STATED GOAL
Copy out the lines below word for word, beginning with the line that contains "Objective — one dot per instance of the man's dark" and ending after the line that contains "[[231, 10]]".

RECORDS SHOWN
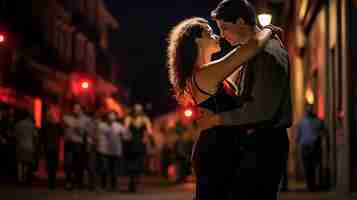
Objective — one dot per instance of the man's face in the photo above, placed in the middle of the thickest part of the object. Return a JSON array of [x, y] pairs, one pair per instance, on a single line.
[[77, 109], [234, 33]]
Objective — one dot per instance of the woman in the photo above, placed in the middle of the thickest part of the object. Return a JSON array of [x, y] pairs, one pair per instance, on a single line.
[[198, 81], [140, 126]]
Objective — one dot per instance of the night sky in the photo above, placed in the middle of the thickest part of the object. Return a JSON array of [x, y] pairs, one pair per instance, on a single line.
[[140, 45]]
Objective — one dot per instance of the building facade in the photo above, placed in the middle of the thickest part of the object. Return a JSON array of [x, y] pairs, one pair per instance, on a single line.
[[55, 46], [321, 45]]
...
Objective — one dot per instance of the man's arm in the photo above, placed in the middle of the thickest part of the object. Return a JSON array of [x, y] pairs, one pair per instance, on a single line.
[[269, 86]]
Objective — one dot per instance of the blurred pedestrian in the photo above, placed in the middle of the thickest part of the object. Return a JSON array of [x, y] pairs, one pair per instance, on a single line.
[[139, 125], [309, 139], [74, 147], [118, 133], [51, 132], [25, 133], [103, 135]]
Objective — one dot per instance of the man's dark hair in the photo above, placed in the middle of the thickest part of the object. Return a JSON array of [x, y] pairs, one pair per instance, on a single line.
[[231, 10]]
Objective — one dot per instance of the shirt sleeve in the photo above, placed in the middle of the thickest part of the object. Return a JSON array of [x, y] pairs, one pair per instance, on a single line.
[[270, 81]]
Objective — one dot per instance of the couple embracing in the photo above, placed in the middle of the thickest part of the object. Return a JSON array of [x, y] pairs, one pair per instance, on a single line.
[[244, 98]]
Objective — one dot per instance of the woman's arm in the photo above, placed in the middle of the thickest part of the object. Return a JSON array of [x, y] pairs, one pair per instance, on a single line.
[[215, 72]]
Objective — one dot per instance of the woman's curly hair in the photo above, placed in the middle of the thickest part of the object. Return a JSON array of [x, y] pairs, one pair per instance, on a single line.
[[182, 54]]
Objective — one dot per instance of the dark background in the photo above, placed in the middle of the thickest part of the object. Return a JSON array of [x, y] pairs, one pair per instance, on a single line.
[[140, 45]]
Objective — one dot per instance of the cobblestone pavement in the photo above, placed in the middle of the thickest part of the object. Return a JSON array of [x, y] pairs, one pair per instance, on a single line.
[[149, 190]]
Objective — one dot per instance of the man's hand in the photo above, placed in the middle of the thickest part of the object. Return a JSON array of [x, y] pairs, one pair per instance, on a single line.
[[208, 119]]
* * *
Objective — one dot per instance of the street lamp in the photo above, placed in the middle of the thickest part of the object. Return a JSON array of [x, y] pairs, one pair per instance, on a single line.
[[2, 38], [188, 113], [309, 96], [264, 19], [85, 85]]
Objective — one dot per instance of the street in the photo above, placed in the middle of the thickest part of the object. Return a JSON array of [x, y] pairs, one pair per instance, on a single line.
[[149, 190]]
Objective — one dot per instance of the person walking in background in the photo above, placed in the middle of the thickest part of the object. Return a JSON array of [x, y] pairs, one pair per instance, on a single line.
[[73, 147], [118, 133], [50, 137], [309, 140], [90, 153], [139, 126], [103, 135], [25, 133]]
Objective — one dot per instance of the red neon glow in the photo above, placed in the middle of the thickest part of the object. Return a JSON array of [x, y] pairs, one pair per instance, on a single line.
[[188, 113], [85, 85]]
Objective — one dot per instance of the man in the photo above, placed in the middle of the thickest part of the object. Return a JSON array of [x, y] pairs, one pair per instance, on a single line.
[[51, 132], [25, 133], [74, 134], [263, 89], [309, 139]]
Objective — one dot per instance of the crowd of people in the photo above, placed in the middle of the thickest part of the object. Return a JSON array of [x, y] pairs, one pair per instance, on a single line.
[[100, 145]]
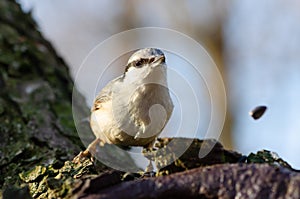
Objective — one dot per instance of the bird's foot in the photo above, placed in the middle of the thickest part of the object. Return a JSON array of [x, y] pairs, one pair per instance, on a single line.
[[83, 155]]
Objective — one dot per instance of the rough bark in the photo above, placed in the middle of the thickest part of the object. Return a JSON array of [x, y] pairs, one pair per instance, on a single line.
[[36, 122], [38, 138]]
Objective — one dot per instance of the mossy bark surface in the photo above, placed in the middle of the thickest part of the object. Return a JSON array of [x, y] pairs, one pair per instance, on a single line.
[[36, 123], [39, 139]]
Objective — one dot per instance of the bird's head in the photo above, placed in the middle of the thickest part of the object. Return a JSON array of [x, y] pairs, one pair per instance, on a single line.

PROBLEM SOLUTION
Objective — one dot per instance of the man's dark hair in the photo above, placed in the middle of the thickest part of the object. Return a JSON array of [x, y] pairs, one pair per instance, on a single line.
[[231, 10]]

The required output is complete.